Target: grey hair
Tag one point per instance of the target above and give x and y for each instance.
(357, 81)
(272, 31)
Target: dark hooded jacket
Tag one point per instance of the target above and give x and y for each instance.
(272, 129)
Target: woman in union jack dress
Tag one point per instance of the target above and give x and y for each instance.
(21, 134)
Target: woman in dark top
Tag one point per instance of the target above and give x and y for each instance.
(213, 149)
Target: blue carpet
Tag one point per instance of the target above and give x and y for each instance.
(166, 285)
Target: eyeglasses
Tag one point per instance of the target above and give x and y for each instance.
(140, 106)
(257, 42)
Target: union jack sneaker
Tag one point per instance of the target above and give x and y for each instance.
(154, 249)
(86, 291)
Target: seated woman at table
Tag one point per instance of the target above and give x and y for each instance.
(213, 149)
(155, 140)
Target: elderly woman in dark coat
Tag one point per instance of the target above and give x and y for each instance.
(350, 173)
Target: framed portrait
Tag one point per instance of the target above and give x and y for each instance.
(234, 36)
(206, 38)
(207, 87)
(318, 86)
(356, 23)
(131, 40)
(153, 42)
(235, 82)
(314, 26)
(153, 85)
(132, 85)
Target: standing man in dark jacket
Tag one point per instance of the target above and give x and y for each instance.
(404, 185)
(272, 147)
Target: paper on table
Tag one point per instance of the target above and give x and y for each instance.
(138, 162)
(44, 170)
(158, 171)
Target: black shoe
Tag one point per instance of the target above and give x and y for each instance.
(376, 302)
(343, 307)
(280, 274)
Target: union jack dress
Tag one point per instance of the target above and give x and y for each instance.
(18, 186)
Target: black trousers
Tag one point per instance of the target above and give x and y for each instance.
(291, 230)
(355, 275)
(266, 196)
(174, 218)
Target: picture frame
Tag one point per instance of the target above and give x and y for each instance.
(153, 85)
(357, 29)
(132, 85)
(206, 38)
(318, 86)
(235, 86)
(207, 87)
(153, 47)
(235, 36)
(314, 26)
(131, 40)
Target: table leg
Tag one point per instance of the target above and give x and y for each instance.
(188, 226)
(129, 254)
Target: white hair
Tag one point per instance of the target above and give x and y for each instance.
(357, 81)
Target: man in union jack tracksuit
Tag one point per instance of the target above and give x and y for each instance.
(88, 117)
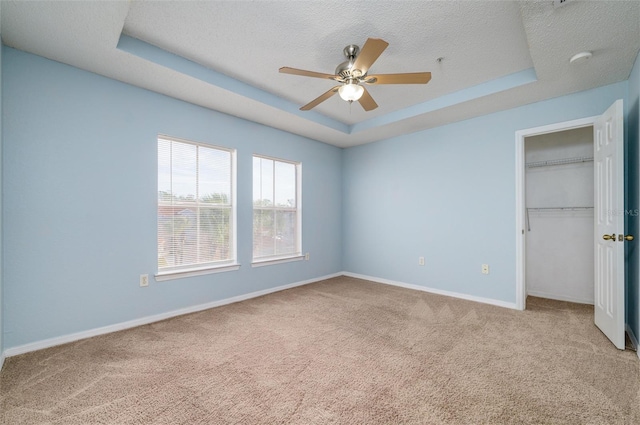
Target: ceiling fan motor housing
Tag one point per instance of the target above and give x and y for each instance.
(344, 70)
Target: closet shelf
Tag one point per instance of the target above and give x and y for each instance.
(528, 209)
(558, 208)
(564, 161)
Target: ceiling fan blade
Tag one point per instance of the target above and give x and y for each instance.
(367, 101)
(318, 100)
(371, 50)
(407, 78)
(302, 72)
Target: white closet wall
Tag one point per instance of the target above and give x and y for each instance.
(559, 201)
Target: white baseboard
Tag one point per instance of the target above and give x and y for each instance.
(51, 342)
(435, 291)
(570, 299)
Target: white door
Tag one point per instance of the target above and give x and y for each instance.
(608, 134)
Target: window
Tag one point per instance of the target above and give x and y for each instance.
(196, 213)
(276, 210)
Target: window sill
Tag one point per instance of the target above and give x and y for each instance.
(171, 275)
(271, 261)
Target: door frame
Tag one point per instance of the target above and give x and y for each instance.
(521, 290)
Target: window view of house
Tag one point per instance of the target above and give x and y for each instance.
(276, 212)
(195, 222)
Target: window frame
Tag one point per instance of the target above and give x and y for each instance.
(283, 258)
(176, 272)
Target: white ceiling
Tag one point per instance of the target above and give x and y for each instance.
(225, 55)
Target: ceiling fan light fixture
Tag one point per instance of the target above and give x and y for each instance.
(351, 92)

■ ■ ■ ■

Your objective >> Copy word for word the part of the data that begins with the line containing "Target: window frame" and runs through the last line of the data.

Full response >>
Target: window frame
Tag one point per instance of the target above and give x and y for each instance.
(283, 258)
(176, 272)
Target: white ceiling
Tag one point per instance of the target above and give x and y for each instance.
(225, 55)
Target: ceiling fan light fixture
Tag one point per instance of the target above and give x and y for each instance.
(351, 92)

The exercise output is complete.